▸ **TASK STATEMENT**
Retype, word for word, the line containing "Indicate every instance of the navy" and every line after it to the end. Skip pictures.

(Pointing dataset records)
-------

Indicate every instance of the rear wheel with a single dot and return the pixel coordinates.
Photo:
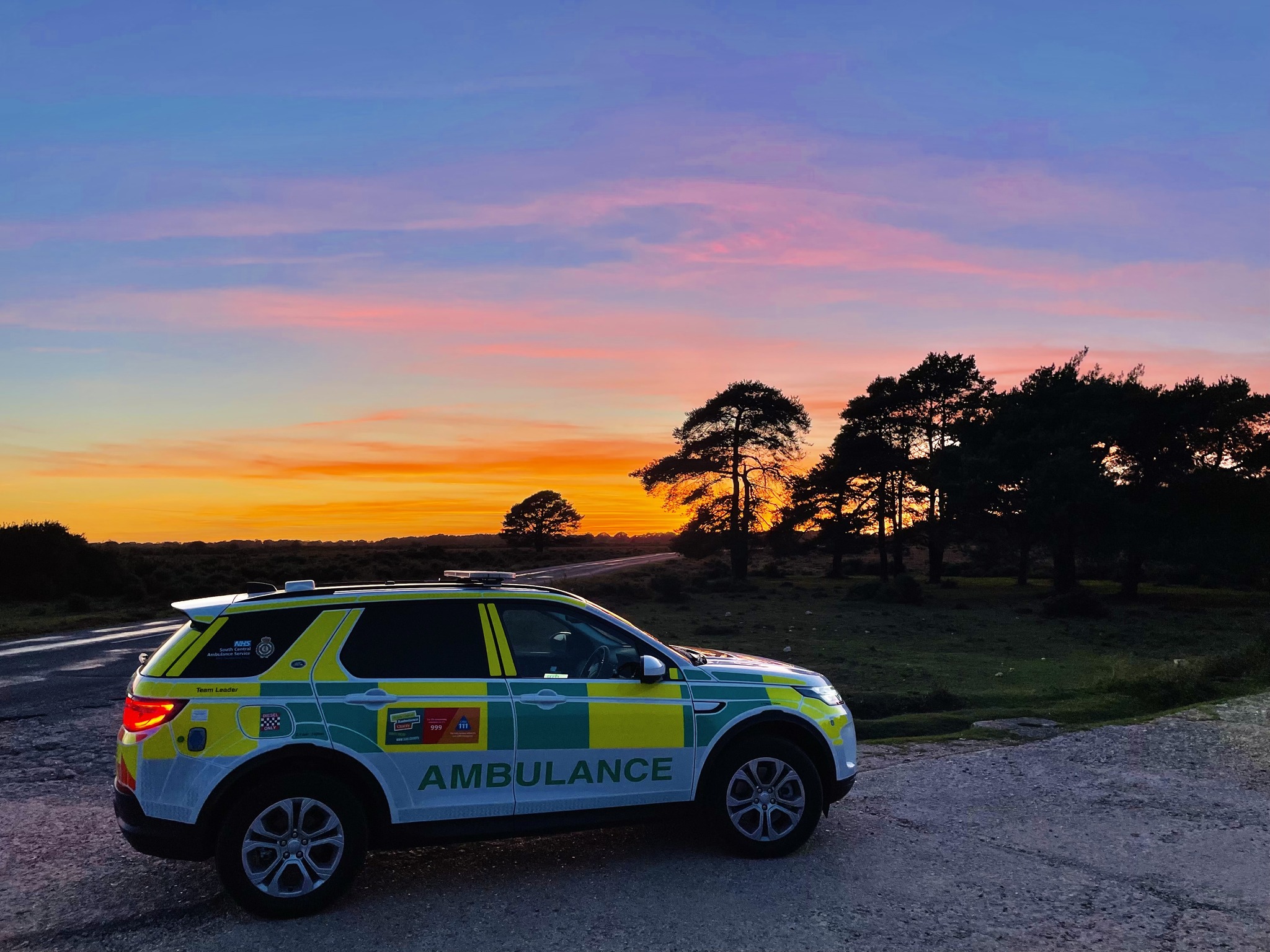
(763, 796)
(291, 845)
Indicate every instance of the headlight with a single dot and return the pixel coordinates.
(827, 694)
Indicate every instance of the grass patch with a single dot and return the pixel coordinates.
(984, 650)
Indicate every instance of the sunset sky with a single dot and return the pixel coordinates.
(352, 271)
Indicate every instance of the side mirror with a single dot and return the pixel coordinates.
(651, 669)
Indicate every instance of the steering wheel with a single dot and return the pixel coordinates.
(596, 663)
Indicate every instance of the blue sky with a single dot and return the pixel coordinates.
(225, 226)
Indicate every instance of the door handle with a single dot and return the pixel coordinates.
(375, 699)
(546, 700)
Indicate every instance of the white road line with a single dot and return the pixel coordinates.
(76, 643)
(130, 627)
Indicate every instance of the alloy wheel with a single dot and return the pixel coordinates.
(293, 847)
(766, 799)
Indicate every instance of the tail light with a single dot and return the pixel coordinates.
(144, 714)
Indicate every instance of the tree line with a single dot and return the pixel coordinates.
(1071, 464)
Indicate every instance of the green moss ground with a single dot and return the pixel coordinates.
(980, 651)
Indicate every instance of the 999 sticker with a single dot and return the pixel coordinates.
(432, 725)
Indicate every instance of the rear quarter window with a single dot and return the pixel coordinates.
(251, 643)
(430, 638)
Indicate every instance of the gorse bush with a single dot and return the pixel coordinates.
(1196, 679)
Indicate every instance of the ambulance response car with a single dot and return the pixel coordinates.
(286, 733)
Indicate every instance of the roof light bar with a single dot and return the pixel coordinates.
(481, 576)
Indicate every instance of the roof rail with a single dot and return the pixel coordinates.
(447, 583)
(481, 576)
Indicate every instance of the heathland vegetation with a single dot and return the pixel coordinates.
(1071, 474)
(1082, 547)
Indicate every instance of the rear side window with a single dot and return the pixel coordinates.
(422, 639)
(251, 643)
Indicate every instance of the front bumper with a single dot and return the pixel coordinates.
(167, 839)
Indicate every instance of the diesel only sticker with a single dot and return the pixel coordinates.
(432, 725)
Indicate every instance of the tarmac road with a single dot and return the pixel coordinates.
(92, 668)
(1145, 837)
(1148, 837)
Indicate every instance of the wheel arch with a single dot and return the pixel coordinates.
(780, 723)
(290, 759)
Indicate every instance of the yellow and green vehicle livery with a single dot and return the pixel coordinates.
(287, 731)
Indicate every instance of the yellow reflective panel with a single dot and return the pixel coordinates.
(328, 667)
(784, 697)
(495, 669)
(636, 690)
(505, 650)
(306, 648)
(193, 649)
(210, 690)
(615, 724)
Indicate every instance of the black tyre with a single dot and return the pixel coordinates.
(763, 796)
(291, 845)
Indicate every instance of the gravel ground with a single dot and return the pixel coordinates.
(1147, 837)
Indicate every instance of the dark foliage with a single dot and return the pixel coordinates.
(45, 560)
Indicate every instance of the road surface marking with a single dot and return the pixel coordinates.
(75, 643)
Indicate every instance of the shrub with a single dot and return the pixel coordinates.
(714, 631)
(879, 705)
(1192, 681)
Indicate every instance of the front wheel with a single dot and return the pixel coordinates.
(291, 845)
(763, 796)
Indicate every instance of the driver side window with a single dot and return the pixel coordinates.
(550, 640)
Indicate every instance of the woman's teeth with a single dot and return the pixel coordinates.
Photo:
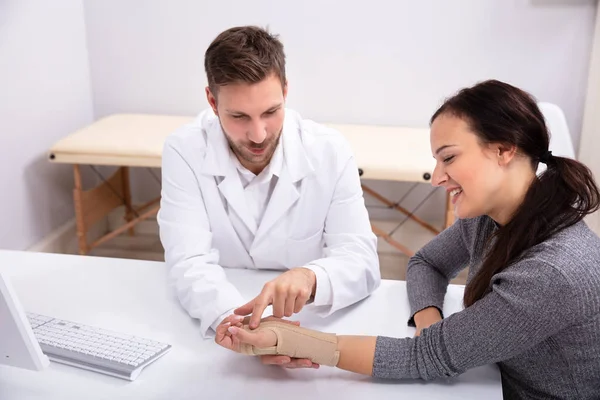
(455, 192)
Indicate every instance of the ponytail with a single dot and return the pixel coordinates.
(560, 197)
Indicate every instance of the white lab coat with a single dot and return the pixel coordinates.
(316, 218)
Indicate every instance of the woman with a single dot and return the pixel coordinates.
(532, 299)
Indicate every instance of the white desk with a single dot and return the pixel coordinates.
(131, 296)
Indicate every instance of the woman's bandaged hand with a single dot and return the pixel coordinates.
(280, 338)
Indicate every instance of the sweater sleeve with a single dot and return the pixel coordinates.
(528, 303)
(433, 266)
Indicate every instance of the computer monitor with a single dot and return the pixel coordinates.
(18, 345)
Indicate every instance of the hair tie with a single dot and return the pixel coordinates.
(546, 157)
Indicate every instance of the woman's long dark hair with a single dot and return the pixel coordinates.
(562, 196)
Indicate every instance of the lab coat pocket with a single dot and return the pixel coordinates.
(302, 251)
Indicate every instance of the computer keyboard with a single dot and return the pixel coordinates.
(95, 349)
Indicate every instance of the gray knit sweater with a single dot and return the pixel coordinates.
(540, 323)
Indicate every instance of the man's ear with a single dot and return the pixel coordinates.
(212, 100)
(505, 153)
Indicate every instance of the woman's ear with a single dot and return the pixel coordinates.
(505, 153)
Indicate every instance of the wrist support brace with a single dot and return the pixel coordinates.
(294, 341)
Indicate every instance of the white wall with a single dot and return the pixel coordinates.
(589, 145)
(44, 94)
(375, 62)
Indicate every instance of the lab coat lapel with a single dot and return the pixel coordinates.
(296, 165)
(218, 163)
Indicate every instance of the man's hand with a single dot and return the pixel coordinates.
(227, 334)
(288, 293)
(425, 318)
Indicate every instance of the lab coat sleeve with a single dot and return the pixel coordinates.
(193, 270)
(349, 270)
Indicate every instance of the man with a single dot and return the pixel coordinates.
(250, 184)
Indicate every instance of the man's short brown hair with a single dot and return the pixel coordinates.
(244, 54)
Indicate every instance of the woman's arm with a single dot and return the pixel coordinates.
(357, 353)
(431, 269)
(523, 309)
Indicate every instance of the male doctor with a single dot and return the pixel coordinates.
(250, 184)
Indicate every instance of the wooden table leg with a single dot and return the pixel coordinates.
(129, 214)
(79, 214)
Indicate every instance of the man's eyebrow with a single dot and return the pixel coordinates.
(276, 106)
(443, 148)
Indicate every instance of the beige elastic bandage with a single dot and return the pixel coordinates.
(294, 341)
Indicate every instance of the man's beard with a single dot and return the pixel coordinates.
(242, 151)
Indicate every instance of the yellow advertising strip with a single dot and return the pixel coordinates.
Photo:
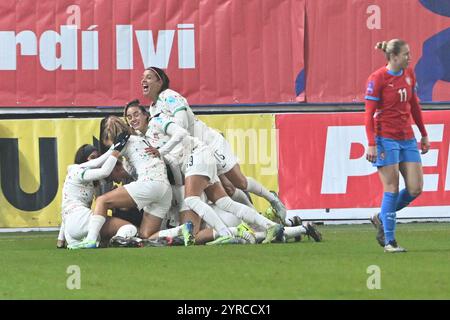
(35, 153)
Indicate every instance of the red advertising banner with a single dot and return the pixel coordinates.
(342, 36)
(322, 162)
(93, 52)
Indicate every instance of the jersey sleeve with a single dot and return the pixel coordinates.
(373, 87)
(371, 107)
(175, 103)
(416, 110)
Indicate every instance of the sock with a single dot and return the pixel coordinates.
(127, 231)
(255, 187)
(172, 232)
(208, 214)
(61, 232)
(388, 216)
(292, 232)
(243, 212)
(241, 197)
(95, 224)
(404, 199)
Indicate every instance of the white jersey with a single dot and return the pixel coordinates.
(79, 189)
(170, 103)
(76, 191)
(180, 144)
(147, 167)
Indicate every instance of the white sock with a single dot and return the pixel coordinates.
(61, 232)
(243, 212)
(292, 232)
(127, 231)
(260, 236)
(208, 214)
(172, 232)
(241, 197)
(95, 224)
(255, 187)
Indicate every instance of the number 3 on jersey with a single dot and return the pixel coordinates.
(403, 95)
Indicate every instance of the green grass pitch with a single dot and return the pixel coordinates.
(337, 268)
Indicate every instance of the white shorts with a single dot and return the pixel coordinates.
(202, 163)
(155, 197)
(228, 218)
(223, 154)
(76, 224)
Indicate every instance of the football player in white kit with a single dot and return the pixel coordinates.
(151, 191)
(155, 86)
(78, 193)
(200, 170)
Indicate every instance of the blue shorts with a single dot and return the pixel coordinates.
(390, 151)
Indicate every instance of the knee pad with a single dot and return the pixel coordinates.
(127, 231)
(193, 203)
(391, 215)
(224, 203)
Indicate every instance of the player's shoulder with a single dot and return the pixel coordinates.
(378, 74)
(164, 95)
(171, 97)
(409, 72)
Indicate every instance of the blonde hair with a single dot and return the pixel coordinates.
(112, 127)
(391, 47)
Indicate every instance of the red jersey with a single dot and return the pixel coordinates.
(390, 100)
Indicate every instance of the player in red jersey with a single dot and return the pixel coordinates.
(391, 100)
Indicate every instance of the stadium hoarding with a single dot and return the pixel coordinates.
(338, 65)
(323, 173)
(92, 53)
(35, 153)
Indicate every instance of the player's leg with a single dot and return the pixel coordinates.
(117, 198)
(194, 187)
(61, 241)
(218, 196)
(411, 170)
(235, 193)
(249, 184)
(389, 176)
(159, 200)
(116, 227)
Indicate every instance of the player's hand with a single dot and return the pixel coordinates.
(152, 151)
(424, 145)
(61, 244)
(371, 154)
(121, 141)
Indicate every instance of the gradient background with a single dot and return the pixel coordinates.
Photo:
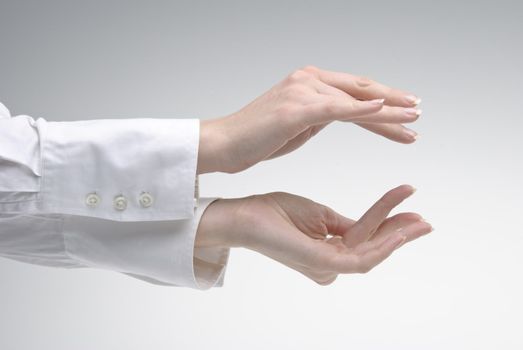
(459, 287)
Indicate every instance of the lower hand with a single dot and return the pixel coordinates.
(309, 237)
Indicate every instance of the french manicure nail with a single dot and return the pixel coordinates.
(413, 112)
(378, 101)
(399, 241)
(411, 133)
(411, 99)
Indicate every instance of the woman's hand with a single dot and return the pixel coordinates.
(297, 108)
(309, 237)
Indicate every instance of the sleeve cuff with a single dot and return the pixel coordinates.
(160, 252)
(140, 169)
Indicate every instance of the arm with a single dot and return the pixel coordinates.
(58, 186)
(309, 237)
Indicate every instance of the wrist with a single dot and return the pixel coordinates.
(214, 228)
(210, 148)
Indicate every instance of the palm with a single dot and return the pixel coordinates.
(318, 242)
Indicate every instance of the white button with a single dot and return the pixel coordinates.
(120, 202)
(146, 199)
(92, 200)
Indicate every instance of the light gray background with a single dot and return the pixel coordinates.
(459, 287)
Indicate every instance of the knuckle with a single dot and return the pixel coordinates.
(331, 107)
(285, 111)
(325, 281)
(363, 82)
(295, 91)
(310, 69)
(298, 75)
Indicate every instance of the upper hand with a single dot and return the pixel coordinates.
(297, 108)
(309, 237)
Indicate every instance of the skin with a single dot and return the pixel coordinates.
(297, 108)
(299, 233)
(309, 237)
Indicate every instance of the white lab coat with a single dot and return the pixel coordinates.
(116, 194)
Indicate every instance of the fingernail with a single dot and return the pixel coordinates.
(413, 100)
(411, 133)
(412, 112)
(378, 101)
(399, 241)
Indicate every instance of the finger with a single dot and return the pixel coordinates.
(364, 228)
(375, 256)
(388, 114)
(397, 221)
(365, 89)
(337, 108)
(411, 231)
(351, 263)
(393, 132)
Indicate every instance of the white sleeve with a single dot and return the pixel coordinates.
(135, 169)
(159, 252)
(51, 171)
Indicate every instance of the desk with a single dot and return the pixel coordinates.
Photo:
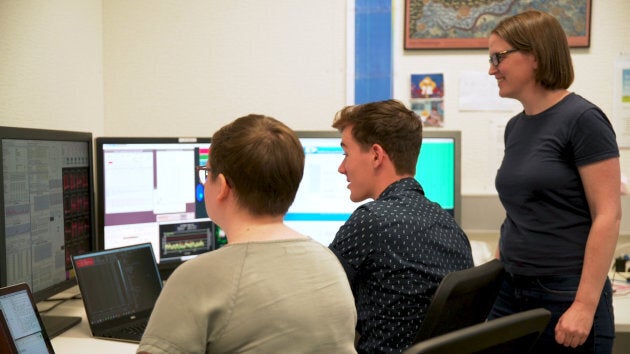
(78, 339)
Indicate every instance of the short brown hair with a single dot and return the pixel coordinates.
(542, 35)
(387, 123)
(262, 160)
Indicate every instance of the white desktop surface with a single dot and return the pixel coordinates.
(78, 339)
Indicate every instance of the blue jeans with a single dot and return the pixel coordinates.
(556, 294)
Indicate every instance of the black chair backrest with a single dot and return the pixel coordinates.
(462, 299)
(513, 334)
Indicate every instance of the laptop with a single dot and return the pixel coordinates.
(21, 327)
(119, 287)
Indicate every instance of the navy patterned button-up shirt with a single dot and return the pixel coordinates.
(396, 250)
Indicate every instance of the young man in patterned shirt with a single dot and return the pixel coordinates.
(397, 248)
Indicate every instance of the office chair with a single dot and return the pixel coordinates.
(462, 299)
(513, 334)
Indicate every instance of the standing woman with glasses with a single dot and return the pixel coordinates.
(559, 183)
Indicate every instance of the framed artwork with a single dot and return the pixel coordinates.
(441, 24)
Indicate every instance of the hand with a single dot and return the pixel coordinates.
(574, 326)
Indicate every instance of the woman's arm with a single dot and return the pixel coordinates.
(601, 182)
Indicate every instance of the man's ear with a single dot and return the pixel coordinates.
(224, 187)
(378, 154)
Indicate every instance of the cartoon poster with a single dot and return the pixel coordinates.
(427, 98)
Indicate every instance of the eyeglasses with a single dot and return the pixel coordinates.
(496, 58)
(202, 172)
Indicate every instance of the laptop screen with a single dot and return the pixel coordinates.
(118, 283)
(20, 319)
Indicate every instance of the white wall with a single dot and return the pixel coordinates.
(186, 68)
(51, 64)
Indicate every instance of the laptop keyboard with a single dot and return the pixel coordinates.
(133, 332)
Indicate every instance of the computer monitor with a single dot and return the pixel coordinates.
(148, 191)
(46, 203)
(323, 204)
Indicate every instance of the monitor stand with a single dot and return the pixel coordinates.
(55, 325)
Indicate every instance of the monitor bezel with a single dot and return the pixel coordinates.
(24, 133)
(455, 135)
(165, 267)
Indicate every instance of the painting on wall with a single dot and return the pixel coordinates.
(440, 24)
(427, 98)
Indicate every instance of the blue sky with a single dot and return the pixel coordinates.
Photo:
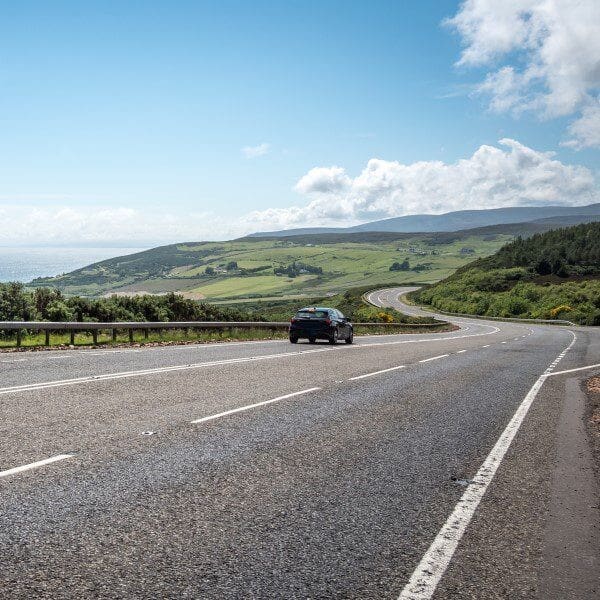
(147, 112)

-------

▸ **EXERCISE RESULT**
Indicate every instance of the navy patterned button-up shirt with a single dot and return the pixel coordinates.
(396, 250)
Indicate every instance of the young man in patterned shirt with a single dot and return the pixel coordinates.
(397, 248)
Indicate every instance of the office chair with a single dot and return the pixel coordinates.
(462, 299)
(513, 334)
Indicate every instance of the standing woman with glasses with a single dot and return the pixel coordinates.
(559, 183)
Indicate every instance of the framed artwork with a single dot and return the pixel coordinates.
(441, 24)
Indicate every instance of the hand with a single dot and return the pixel coordinates.
(574, 326)
Indicate every instance of the woman's arm with a single dot and return the pixel coordinates.
(601, 182)
Indicate every instance of the man's ear with a single dot and return the pixel coordinates.
(224, 187)
(378, 154)
Indicate every instance of the cartoon poster with a single dot and return the pixel coordinates.
(427, 98)
Indicate every instance of the eyeglasses with a single dot and return the pixel coordinates.
(496, 58)
(202, 172)
Indicate every instance of the laptop screen with a single dot and return the pixel coordinates.
(118, 283)
(20, 319)
Indicate every instance of the white wall with a single dot and return the pixel coordinates.
(186, 68)
(51, 64)
Indicate every instance of the laptop keyboard with a single dot and return the pixel coordinates.
(133, 332)
Indicate every instance of the computer monitor with a single dot and return the pixel coordinates.
(148, 191)
(46, 203)
(323, 204)
Indicate every instance of the monitor stand with a single dot and return the pixel coordinates.
(55, 325)
Indicate every instance of the monitor bezel with a single dot and return the pixel coordinates.
(24, 133)
(455, 135)
(165, 267)
Indicate every instance of the painting on wall with a single dot and return the pixel coordinates.
(440, 24)
(427, 98)
Indicate every instance of the blue sky with a single dot and return the pixel coordinates.
Photo:
(147, 112)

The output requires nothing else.